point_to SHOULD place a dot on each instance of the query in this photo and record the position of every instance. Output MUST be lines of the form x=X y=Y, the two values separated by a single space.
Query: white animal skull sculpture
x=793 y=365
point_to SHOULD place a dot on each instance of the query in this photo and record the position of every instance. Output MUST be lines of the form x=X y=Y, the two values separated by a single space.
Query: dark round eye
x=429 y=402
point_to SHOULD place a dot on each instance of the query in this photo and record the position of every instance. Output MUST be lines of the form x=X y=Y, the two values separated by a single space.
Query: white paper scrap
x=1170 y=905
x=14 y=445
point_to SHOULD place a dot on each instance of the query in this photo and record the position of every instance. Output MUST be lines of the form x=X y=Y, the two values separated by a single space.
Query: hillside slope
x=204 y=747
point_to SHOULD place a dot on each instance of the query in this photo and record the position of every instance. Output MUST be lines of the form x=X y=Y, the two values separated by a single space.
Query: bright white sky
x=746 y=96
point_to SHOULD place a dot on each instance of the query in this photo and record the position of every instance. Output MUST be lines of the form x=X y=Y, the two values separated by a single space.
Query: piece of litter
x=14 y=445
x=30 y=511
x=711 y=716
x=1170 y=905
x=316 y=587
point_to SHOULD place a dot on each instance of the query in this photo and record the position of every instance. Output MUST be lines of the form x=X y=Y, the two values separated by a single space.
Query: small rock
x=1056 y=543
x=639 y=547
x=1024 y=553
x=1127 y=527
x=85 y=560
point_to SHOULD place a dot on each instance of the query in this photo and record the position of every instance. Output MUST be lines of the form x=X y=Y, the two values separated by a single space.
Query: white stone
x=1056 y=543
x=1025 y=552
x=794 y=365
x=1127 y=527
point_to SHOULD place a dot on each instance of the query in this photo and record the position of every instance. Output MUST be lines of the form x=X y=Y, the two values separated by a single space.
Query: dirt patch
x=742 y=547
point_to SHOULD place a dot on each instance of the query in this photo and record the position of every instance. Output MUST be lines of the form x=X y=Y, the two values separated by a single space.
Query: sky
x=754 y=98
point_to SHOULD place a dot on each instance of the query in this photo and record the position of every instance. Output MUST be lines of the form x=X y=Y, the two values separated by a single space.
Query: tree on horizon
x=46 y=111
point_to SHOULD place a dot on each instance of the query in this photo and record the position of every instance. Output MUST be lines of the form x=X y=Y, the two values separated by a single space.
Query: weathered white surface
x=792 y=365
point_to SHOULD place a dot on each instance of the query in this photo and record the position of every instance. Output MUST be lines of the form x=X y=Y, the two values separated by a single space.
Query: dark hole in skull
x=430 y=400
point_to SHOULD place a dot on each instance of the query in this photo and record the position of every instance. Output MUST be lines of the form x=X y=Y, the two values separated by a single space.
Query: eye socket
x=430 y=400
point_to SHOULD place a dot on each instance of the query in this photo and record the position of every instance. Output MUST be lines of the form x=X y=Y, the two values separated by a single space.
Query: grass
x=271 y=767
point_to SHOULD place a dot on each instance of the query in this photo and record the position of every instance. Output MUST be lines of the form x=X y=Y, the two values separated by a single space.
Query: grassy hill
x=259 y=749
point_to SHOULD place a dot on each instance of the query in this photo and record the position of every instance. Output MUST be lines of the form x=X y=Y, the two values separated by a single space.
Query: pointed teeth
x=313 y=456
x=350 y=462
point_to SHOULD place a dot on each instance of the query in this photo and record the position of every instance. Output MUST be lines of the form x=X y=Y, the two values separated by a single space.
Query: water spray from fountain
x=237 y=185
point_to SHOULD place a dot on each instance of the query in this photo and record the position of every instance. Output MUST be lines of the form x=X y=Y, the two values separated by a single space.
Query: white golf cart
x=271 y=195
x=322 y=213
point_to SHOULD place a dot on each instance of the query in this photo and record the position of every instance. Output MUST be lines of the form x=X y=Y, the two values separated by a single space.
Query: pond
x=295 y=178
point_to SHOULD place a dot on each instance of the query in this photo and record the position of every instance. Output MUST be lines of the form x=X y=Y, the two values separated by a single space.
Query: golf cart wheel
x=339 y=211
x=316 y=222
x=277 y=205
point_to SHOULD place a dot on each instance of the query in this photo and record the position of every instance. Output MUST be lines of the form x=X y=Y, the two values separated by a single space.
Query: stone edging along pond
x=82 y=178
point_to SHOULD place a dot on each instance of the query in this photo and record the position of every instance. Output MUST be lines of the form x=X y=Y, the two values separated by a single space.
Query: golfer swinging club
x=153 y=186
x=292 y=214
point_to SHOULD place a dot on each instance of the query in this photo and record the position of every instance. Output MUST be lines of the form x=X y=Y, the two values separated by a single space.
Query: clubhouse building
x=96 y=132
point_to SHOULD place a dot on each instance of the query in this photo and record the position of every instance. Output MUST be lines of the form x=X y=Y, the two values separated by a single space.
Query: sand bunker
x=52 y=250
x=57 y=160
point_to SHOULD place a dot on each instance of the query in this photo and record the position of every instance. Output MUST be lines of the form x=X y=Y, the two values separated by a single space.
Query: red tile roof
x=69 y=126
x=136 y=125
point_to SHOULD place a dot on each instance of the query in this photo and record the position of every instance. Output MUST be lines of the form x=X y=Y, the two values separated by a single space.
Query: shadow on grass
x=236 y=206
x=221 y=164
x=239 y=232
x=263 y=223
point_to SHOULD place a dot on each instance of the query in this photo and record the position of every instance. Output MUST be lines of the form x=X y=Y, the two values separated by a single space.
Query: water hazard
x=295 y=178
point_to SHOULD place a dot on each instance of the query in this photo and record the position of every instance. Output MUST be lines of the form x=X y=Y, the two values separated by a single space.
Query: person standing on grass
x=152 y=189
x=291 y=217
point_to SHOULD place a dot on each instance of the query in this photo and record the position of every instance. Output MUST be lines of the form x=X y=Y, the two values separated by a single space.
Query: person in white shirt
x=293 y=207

#### [EXERCISE OBJECTIVE]
All of the material should appear again, reproduced word for word.

#### [SOLUTION TO THIS PROBLEM]
point_to SHOULD place a dot on each instance of the query in this photo and record the position of every instance. Output MUST be lines of the form x=X y=Y, the two values separated by a single space.
Query: white animal skull sculpture
x=793 y=365
point_to SHOULD place a dot on each instance of the query in this photo and record the position of every instance. Output MUST be lines of the form x=X y=Y, the two values separated by a single space.
Query: dark round eye
x=429 y=402
point_to SHOULD place a dot on each instance of the query in this photo and record the position of every instance. Output MUST be lines of the form x=X y=Y, the two values separated by a single space.
Query: white paper scrap
x=1170 y=905
x=14 y=445
point_to SHOULD place a dot on each instance of the query in this photo and record the position of every instance. Output MUST be lines of the form x=X y=Y, the two values separated by a single space.
Query: hillside slope
x=204 y=747
point_to SHOULD place a dot on each instance of the query in this photo and record the position of every instance. Output MUST be lines of the form x=X y=Y, the two values separated by a single space.
Query: bright white sky
x=746 y=96
point_to SHOULD place a dot on each instance of the query in this photo and record the position of every instance. Output MUST be lines of the form x=X y=Y, the two values separated by a single space.
Query: piece of litter
x=14 y=445
x=30 y=511
x=711 y=716
x=1170 y=905
x=316 y=587
point_to SHOULD place a dot on each instance of the query in this photo and record the position of every instance. Output MUST be lines of the form x=X y=Y, the two values separated by a single space.
Query: small rock
x=1056 y=543
x=639 y=547
x=1024 y=553
x=1127 y=527
x=85 y=560
point_to SHOULD place a dot on each instance of the query in this photo and record the position of every instance. Output MUST be lines of the form x=X y=Y, the two values separated by a single space.
Query: white stone
x=1056 y=543
x=1025 y=552
x=794 y=365
x=1127 y=527
point_to SHOULD place a dot on each instance of the query in this photo and record the position of every instance. Output MUST be lines of the form x=X y=Y, the two values separated by a single space.
Query: dirt patch
x=742 y=547
point_to SHOULD place a dot on each instance of the query in this photo and record the position of every instance. Output MUST be lines of the form x=X y=Y, the two values separated by a single space.
Query: sky
x=754 y=98
point_to SHOULD place a dot on each instance of the query in this photo and record the position of every instance. Output MUST be lines of the form x=X y=Y, the two values separated by a single space.
Query: tree on horizon
x=46 y=111
point_to SHOULD place a dot on each instance of the query in this photo and record the position of every instance. Output MUST be lines of the form x=X y=Y, the two values separated by a single space.
Query: weathered white surface
x=792 y=365
point_to SHOULD place a dot on each instance of the query in this photo and record the position of every instance. Output MUST be lines of the form x=X y=Y, the two values separated by a single space.
Query: dark hole in skull
x=430 y=400
point_to SHOULD place a dot on each instance of the query in this photo and record the position of every instance. Output MUST be lines of the form x=X y=Y, the two values separated by a single space.
Query: eye socket
x=430 y=400
point_to SHOULD place a dot on each instance of the query in this photo and record the position of every instance. Output MUST be lines of the form x=X y=Y, the two values separated by a single space.
Query: grass
x=271 y=767
point_to SHOULD place a dot on each instance of the query in this photo and record the position of every instance. Output MUST be lines of the form x=X y=Y, the two values separated by a single space.
Query: grassy hill
x=259 y=749
point_to SHOULD place a dot on each instance of the query in this photo and record the position of every instance. Output MUST be lines of the form x=X y=Y, the two values separated by a single space.
Query: pointed teeth
x=313 y=456
x=350 y=462
point_to SHOULD place a dot on each instance of the query in this photo and record the position of every instance. Output MUST be lines of the form x=X y=Y, the two values separated by a single space.
Query: water spray from fountain
x=237 y=185
point_to SHOULD place a dot on each instance of the query in this photo and record the position of every instance. Output MUST be lines of the form x=X y=Y, the two values separated by a single space.
Query: white golf cart
x=271 y=195
x=322 y=213
point_to SHOULD place a dot on each instance of the query in this photo and record the position of every instance. Output MUST be lines of the form x=X y=Y, the two values separated by a single space.
Query: pond
x=295 y=178
point_to SHOULD place a dot on each instance of the query in this photo and record the position of every instance. Output MUST be lines of the form x=X y=Y, the two values separated by a single space.
Query: golf cart wheel
x=339 y=211
x=316 y=222
x=277 y=205
point_to SHOULD place a dot on each instance of the query in this photo and record the position of every instance. Output MUST be lines of the form x=X y=Y, the two values separated by a single space.
Query: stone edging along pond
x=82 y=178
point_to SHOULD place a dot on each instance of the query in this photo and record the position of every instance. Output MUST be lines of the form x=X y=Y, the two values separated by a single space.
Query: golfer swinging club
x=153 y=186
x=292 y=214
point_to SHOULD place a dot on each instance of the query in this photo and record the position of every instance. Output MUST be lines of the form x=X y=Y, the two values separated by a single space.
Query: clubhouse building
x=96 y=132
point_to SHOULD place a dot on each instance of the query in this photo and record the position of every instance. Output MUST be lines of the form x=X y=Y, the two values separated by a single space.
Query: sand bunker
x=52 y=250
x=57 y=160
point_to SHOULD place a dot on each instance of the query in this photo and record the position of every instance. Output MUST be lines of the form x=X y=Y, the two values separated by a single space.
Query: red tile roof
x=69 y=126
x=136 y=125
point_to SHOULD place a dot on each instance of the query in this photo and record the position of every instance. Output MUST be lines of the form x=X y=Y, the two values separated by a single space.
Query: shadow on grass
x=236 y=206
x=221 y=164
x=239 y=232
x=263 y=223
point_to SHOULD place a dot on each instance of the query in this photo and record the position of every instance. Output MUST be lines of the form x=X y=Y, the two values separated by a single space.
Query: water hazard
x=295 y=178
point_to SHOULD place a dot on each instance of the query in this photo and record the position of every instance. Output MUST be lines of the form x=X y=Y, the two values separated by a single space.
Query: person standing on grass
x=152 y=189
x=291 y=217
point_to SHOULD place a dot on each instance of the query in this photo and record the position of every instance. Output MUST be lines of the form x=X y=Y, the two values separated by a single space.
Query: person in white shirt
x=293 y=207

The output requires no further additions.